What needs to be done »
In the article about Italy and "fair share" payments below, what does the Italian telecom regulator AGCOM reclassify content delivery networks as?

Selected passage »

CCIA warns of Italy’s back-door route to ‘fair share’ payments

  • The topic of ‘fair share’ payments is still highly contentious
  • A European lobby group claims Italy’s telecom regulator, AGCOM, is using a ‘back-door’ route to enable telcos to charge big tech firms and content delivery networks (CDNs) for transmitting data over their networks  

The thorny topic of ‘fair share’ payments, whereby telcos are keen to get big tech firms, such as Amazon, Google, Microsoft, Netflix and other so-called ‘large traffic generators’ (LTGs), to contribute to their capex budgets, has reared up again courtesy of the Computer & Communications Industry Association (CCIA), a lobby group for large tech and internet companies (the ones that the telcos want to charge for carrying their data and video traffic). 

The CCIA has issued a statement saying that the decision by Italian telecom regulator AGCOM to reclassify content delivery networks (CDNs) as electronic communications networks (ECNs) will subject CDN operators to “an existing dispute resolution mechanism under Italian law. This hands large telecom operators a powerful tool to demand payments from CDNs and content providers, pressuring them into paid agreements.”

Excerpted records »
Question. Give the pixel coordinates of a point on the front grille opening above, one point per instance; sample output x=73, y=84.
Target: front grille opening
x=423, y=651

==

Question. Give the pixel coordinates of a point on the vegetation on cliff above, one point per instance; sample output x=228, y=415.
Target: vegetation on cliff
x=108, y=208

==

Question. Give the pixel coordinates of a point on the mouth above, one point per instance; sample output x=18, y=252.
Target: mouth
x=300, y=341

Solution for this task »
Electronic communications networks (ECNs).